- _Exercise requirements_:
Decide whether each statement agrees with the passage on the FDA warning to Apotex below. Answer yes or no for each and quote the deciding words from the passage: (a) The warning letter places a restriction on Apotex's US exports. (b) The federal court ordered Apotex to stop generic sales before any copies had reached the US market. (c) The US Patent and Trade Office upheld the Plavix patent until 2012.

- _Excerpt provided_:

********

The FDA issued a warning to Canadian generic drug maker Apotex last month, citing its Toronto facility for manufacturing problems and alleging use of contaminated ingredients. The letter, the second such warning for an Apotex-run facility in less than a year, includes a tougher compliance measure: restriction of Apotex’s US exports.

Apotex is the company that mounted an at-risk launch of the Bristol-Myers Squibb/Sanofi-Aventis blood thinner Plavix four years ago. The launch came after the firms had failed to settle Apotex’s patent challenge. A federal court ordered Apotex to halt generic sales a few weeks later, but by that time the US market had become filled with Plavix copies—$600 million worth. BMS was also fined after a probe uncovered a side deal a company official had struck with Apotex designed to delay the generic firm’s copycat launch. BMS’s CEO Peter Dolan was subsequently fired. Recently the US Patent and Trade Office ruled to uphold the Plavix patent until 2012.

********

- _Given information_:
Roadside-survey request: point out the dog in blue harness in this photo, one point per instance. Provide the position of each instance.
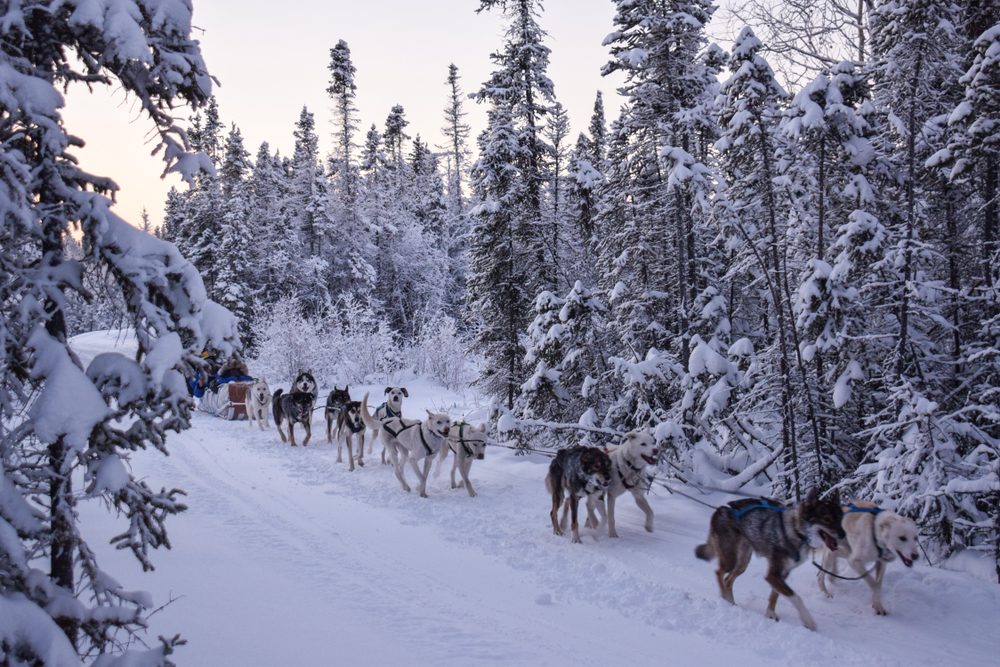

********

- _Your solution_:
(a) Yes: "includes a tougher compliance measure: restriction of Apotex’s US exports."
(b) No: "but by that time the US market had become filled with Plavix copies—$600 million worth."
(c) Yes: "Recently the US Patent and Trade Office ruled to uphold the Plavix patent until 2012."